## THE PROBLEM
Transcribe the data below exactly, but only from the line containing "Practice step: put one dot on the neck" through its final line, both included.
┌─ ENTRIES SHOWN
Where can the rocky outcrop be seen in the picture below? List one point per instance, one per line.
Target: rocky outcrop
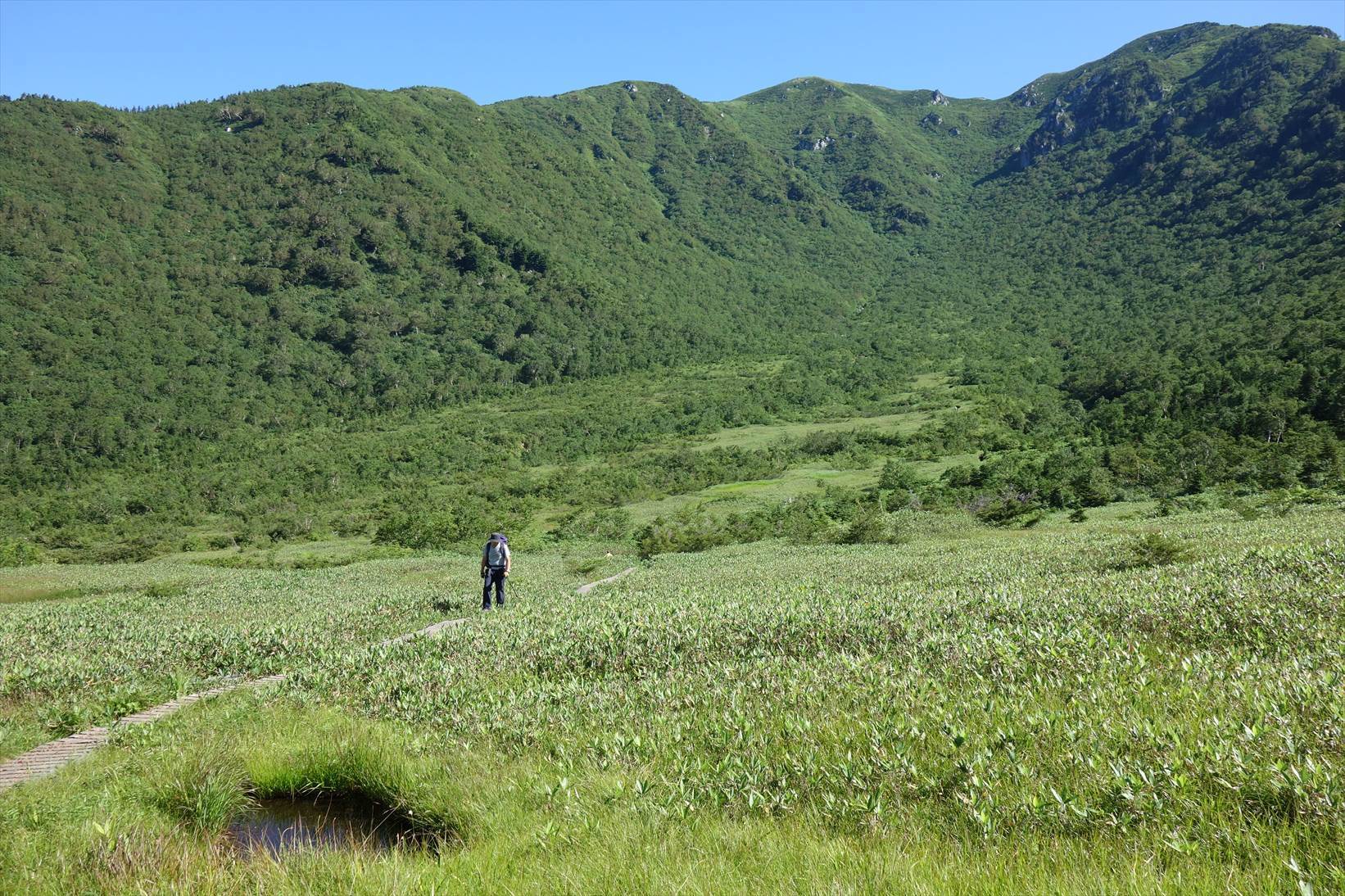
(1028, 97)
(1102, 100)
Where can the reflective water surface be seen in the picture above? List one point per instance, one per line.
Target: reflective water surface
(324, 821)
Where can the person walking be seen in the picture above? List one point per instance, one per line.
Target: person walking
(496, 565)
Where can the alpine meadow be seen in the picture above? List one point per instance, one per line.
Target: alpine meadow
(961, 483)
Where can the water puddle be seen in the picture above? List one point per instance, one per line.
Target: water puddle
(324, 821)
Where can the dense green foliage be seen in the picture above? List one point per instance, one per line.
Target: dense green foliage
(1146, 704)
(207, 311)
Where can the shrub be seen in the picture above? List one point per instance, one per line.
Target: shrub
(19, 553)
(1157, 550)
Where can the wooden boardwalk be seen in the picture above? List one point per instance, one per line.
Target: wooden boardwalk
(52, 756)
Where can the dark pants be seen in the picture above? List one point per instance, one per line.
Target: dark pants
(496, 577)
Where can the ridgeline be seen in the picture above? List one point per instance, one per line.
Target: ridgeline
(1139, 257)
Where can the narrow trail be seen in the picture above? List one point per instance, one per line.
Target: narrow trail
(54, 755)
(584, 590)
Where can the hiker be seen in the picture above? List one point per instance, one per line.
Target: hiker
(496, 564)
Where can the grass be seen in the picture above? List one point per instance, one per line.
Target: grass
(967, 712)
(760, 437)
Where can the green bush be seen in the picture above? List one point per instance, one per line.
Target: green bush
(1156, 550)
(19, 553)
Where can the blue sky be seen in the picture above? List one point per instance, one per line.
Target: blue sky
(128, 54)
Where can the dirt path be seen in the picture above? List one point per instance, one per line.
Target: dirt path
(52, 755)
(584, 590)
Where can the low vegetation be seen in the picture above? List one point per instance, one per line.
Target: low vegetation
(1154, 699)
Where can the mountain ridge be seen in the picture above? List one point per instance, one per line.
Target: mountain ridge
(279, 260)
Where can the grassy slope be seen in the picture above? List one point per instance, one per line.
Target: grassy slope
(901, 726)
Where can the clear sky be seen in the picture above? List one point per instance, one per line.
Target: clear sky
(131, 54)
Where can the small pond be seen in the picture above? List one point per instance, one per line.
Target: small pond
(324, 821)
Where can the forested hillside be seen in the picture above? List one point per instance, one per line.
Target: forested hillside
(1142, 255)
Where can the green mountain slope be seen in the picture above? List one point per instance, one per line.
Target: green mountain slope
(1138, 249)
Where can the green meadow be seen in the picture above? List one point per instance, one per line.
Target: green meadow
(1130, 704)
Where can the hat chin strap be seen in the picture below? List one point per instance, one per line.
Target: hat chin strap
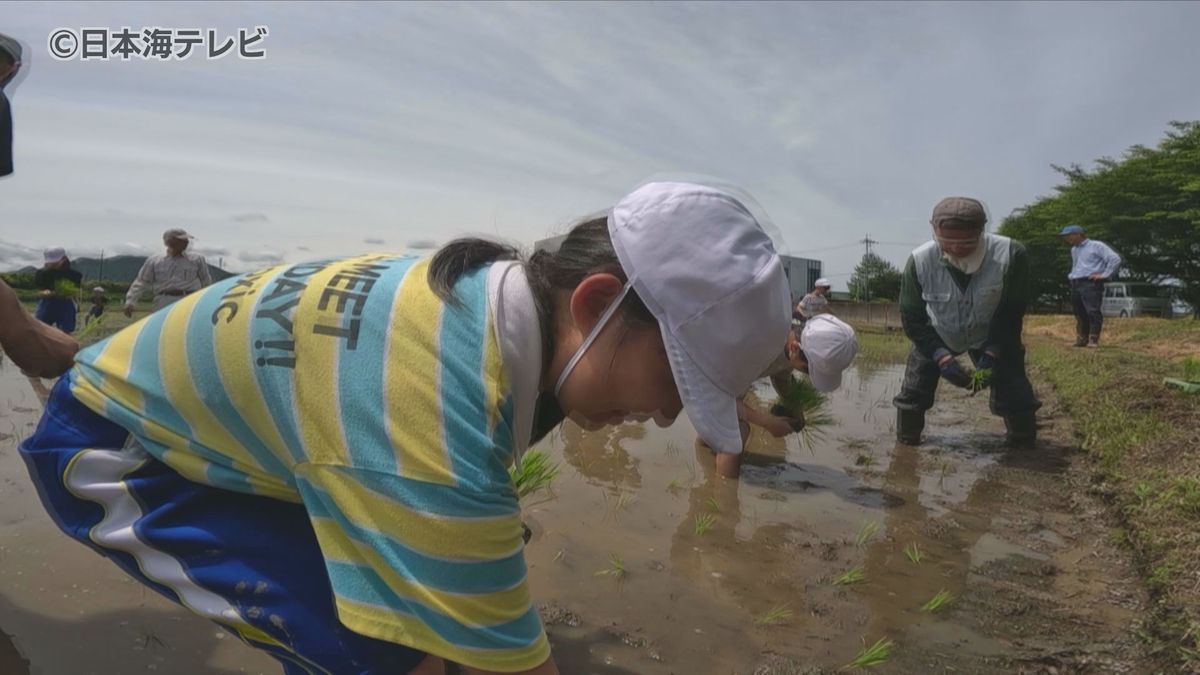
(592, 336)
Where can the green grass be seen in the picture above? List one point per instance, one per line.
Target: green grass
(1138, 435)
(981, 380)
(912, 551)
(616, 568)
(85, 336)
(533, 473)
(774, 616)
(66, 288)
(853, 575)
(871, 656)
(875, 346)
(937, 602)
(1191, 368)
(867, 531)
(802, 400)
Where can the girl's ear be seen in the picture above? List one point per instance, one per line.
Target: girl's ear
(592, 297)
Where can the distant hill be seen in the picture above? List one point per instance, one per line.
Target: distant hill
(121, 269)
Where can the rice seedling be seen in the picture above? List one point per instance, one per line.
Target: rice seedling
(943, 471)
(533, 473)
(616, 568)
(981, 380)
(624, 500)
(937, 602)
(90, 329)
(865, 533)
(774, 616)
(912, 551)
(150, 638)
(613, 507)
(798, 400)
(853, 575)
(802, 401)
(871, 656)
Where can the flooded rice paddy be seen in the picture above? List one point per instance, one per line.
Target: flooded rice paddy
(643, 561)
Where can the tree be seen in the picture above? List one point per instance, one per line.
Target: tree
(1146, 205)
(875, 279)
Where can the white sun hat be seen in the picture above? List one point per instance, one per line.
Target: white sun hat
(829, 346)
(709, 274)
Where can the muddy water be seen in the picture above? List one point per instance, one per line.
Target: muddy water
(1008, 535)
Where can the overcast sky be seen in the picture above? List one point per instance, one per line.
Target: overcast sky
(399, 126)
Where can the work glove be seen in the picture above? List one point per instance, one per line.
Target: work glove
(954, 374)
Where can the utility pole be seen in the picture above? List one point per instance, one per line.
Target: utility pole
(867, 242)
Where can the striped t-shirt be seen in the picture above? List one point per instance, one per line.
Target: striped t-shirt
(349, 387)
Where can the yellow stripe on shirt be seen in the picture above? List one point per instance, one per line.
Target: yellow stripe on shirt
(413, 407)
(381, 623)
(438, 536)
(237, 368)
(318, 412)
(180, 390)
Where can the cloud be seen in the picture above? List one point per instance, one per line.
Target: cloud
(250, 217)
(421, 244)
(129, 249)
(16, 256)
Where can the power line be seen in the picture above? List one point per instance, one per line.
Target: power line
(835, 246)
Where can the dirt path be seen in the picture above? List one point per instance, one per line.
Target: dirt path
(1012, 536)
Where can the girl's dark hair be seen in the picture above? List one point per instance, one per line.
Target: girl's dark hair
(586, 250)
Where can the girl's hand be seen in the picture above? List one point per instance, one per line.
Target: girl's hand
(780, 426)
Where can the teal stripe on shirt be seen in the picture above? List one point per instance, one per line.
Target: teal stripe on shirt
(361, 374)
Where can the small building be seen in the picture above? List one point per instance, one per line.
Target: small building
(802, 275)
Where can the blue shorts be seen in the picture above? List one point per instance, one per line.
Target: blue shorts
(59, 312)
(250, 563)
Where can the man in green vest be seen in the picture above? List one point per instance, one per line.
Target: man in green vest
(966, 292)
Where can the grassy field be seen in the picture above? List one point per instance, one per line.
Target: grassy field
(111, 322)
(1144, 441)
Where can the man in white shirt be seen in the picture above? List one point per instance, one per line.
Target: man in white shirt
(817, 302)
(1092, 263)
(172, 275)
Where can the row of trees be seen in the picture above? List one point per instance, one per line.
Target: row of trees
(1145, 204)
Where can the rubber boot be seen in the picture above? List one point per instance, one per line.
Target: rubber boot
(910, 423)
(1021, 429)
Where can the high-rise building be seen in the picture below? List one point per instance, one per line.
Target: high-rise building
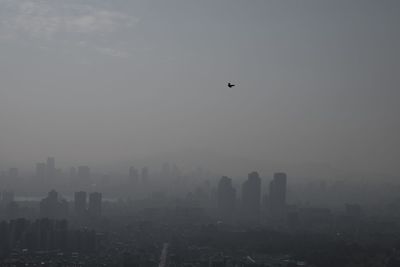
(145, 174)
(277, 190)
(84, 176)
(251, 198)
(7, 197)
(276, 201)
(53, 207)
(133, 174)
(50, 168)
(95, 203)
(41, 170)
(80, 202)
(226, 199)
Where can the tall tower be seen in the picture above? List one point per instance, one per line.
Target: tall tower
(133, 174)
(277, 197)
(251, 198)
(226, 198)
(80, 202)
(41, 170)
(50, 168)
(145, 174)
(95, 202)
(83, 176)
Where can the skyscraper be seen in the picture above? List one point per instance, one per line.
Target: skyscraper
(251, 198)
(80, 201)
(133, 174)
(53, 207)
(83, 176)
(95, 202)
(145, 174)
(277, 196)
(226, 198)
(50, 168)
(41, 170)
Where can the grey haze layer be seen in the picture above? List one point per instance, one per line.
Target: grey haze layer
(103, 81)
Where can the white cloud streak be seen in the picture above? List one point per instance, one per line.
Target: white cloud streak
(48, 20)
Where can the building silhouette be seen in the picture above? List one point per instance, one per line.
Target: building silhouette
(40, 171)
(145, 174)
(50, 168)
(276, 202)
(226, 199)
(95, 205)
(251, 198)
(80, 203)
(133, 174)
(53, 207)
(84, 176)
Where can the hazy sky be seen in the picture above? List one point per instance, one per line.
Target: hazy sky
(97, 80)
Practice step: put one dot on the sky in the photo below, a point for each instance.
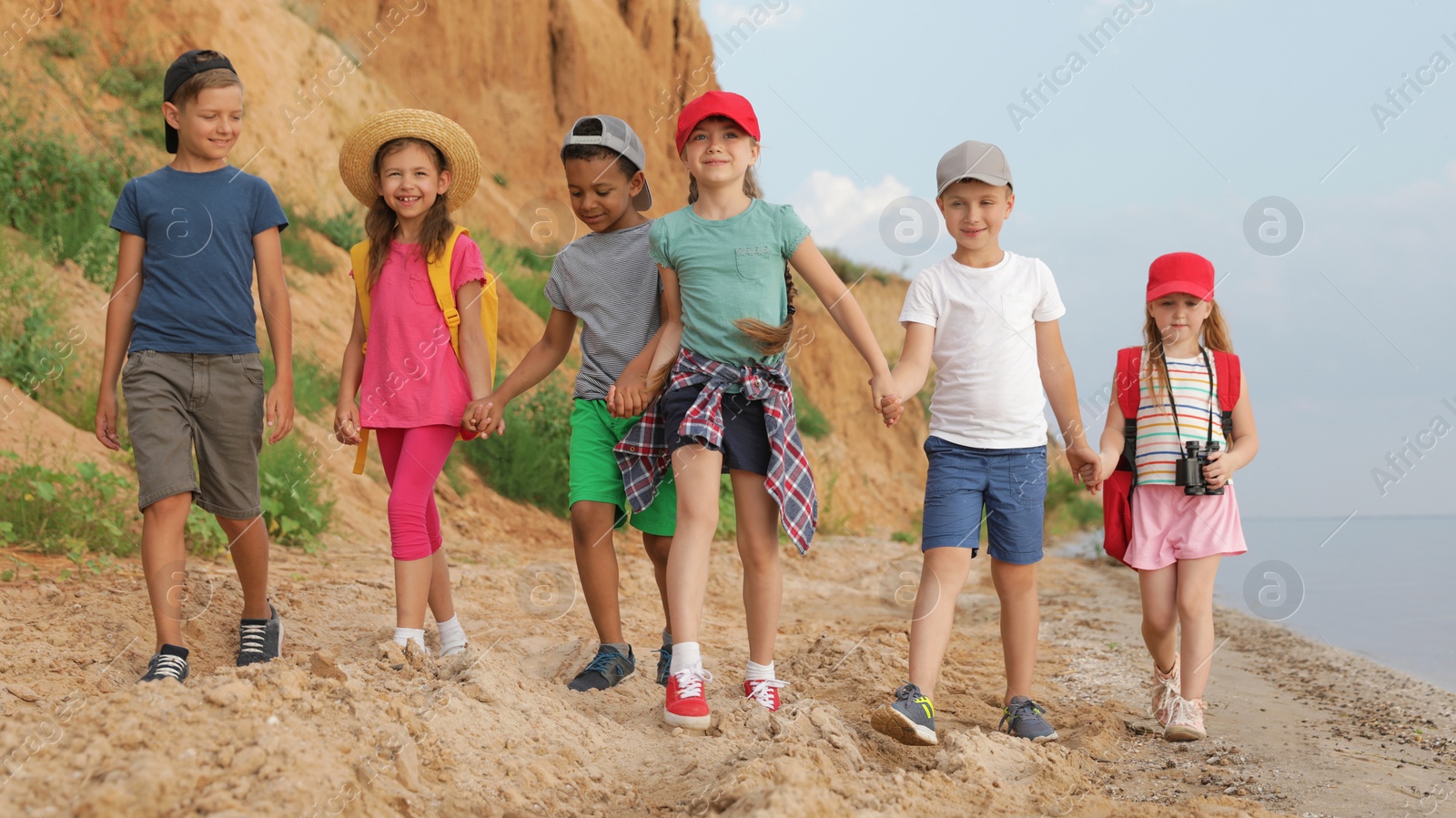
(1307, 148)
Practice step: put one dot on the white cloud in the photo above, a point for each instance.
(759, 15)
(844, 214)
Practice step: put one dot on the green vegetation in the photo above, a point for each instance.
(65, 512)
(813, 424)
(727, 511)
(529, 461)
(293, 505)
(66, 44)
(1067, 505)
(315, 385)
(346, 228)
(60, 196)
(138, 86)
(523, 271)
(298, 252)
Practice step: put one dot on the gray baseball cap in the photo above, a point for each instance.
(616, 136)
(972, 160)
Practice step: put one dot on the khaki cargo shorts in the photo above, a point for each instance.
(179, 402)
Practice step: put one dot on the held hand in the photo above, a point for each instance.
(106, 431)
(881, 386)
(1216, 473)
(477, 417)
(347, 424)
(630, 396)
(1087, 465)
(278, 410)
(890, 409)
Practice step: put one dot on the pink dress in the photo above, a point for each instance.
(411, 373)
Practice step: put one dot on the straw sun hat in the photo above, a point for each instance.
(357, 155)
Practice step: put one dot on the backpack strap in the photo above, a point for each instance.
(359, 264)
(444, 296)
(1128, 393)
(1230, 386)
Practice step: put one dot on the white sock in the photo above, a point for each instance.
(451, 636)
(686, 655)
(404, 635)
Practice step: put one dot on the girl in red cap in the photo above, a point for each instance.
(1191, 429)
(728, 405)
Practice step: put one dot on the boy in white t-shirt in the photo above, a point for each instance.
(987, 319)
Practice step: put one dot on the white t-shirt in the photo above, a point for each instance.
(987, 385)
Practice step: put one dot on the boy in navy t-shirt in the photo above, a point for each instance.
(182, 315)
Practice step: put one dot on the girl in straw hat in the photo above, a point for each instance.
(411, 169)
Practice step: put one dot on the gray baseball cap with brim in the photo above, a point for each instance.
(972, 160)
(616, 136)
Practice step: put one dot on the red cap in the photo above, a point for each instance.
(1179, 272)
(715, 104)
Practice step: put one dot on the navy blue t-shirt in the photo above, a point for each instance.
(198, 269)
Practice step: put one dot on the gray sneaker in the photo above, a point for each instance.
(169, 662)
(259, 640)
(1023, 718)
(909, 720)
(609, 669)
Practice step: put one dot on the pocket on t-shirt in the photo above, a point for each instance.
(420, 288)
(757, 262)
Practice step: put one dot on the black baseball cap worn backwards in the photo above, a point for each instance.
(184, 68)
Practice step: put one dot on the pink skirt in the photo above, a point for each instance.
(1169, 526)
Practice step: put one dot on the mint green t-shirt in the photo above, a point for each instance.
(728, 269)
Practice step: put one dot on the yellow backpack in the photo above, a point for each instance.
(444, 296)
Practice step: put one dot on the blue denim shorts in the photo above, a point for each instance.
(1009, 483)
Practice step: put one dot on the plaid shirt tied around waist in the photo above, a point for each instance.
(645, 459)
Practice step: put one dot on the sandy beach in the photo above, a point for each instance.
(346, 723)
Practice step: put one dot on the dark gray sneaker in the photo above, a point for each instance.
(609, 669)
(664, 664)
(1023, 718)
(171, 662)
(259, 640)
(909, 720)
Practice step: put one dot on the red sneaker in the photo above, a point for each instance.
(763, 691)
(686, 702)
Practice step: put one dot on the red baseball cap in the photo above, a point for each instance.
(1179, 272)
(717, 104)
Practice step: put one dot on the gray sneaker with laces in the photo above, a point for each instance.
(169, 662)
(909, 720)
(1023, 718)
(259, 640)
(609, 669)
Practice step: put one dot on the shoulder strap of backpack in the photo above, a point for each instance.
(444, 294)
(1230, 386)
(1128, 393)
(359, 262)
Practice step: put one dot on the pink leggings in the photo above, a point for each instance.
(412, 461)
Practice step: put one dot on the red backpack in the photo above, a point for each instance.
(1117, 490)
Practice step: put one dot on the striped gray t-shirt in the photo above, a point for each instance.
(609, 281)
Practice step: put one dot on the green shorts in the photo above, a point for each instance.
(596, 476)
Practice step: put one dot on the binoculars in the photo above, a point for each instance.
(1188, 469)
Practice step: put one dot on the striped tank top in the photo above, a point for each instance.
(1158, 439)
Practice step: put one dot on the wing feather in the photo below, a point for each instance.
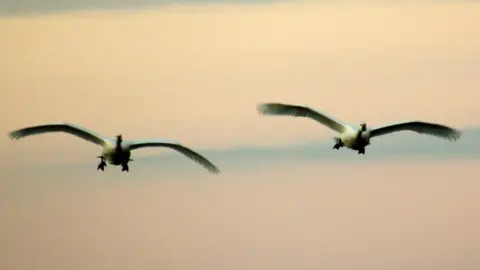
(301, 111)
(178, 147)
(432, 129)
(72, 129)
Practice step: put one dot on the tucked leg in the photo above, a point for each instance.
(102, 164)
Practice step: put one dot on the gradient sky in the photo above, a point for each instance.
(195, 73)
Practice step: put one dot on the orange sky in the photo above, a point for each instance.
(296, 217)
(195, 74)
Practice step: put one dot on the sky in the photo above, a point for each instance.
(194, 72)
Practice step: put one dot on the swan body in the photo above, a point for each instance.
(357, 138)
(115, 151)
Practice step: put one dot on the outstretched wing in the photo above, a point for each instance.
(64, 127)
(419, 127)
(178, 147)
(300, 111)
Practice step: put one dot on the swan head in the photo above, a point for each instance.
(363, 126)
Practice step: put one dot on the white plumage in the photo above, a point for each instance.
(357, 138)
(116, 152)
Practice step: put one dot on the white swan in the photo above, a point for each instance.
(357, 138)
(116, 152)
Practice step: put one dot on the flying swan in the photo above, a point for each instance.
(357, 138)
(115, 151)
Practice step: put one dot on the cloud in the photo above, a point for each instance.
(52, 6)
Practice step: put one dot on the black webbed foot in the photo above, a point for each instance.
(338, 143)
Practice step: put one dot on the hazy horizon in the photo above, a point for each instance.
(194, 72)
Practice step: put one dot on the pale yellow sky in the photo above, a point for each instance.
(297, 217)
(195, 74)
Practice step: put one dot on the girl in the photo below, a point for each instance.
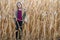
(18, 18)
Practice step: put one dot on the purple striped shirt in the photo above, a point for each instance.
(19, 15)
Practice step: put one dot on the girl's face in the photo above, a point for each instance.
(19, 5)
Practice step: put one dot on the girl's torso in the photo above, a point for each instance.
(19, 15)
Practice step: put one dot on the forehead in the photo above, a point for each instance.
(19, 3)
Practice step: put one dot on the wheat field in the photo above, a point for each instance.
(43, 21)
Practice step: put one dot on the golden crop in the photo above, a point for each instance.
(43, 22)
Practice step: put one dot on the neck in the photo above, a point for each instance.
(19, 9)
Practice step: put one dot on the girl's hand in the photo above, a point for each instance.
(16, 19)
└─
## THE COMPLETED TASK
Practice step: put one dot on the neck in the photo above, a point for each instance.
(19, 9)
Practice step: put one dot on the girl's hand in the photo above, a point for each instance.
(16, 19)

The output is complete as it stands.